== Task details ==
Copy out the entries exactly, from the first line to the last.

◆ ◆ ◆ ◆ ◆ ◆ ◆

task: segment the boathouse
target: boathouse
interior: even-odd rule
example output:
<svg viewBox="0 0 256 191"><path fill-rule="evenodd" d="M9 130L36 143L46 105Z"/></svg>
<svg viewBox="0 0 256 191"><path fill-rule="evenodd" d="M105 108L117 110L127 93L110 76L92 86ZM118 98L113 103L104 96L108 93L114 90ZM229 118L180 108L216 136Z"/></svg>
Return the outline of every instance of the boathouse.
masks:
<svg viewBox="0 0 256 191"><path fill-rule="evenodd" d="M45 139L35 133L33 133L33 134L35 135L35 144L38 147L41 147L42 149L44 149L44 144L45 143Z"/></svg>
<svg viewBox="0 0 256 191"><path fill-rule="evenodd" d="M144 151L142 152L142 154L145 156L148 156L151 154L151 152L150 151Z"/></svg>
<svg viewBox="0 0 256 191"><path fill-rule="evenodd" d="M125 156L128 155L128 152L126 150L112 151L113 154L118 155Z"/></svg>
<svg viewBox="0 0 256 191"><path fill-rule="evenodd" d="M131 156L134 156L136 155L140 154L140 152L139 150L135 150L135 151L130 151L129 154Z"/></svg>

◆ ◆ ◆ ◆ ◆ ◆ ◆

== In response ==
task: segment the boathouse
target: boathouse
interior: even-odd rule
example output:
<svg viewBox="0 0 256 191"><path fill-rule="evenodd" d="M9 130L36 143L46 105Z"/></svg>
<svg viewBox="0 0 256 191"><path fill-rule="evenodd" d="M105 108L117 110L127 93L110 76L92 86ZM118 98L113 103L104 96L108 93L114 90ZM229 118L180 108L216 136Z"/></svg>
Return the outline of every instance of the boathouse.
masks:
<svg viewBox="0 0 256 191"><path fill-rule="evenodd" d="M45 139L35 133L33 133L33 134L35 135L35 144L38 147L41 147L42 149L44 149L44 144L45 143Z"/></svg>
<svg viewBox="0 0 256 191"><path fill-rule="evenodd" d="M144 151L142 152L142 154L145 156L148 156L151 154L151 152L150 151Z"/></svg>
<svg viewBox="0 0 256 191"><path fill-rule="evenodd" d="M125 156L128 155L128 152L126 150L112 151L113 154L118 155Z"/></svg>
<svg viewBox="0 0 256 191"><path fill-rule="evenodd" d="M131 156L134 156L136 155L140 154L140 152L139 150L135 150L135 151L130 151L129 154Z"/></svg>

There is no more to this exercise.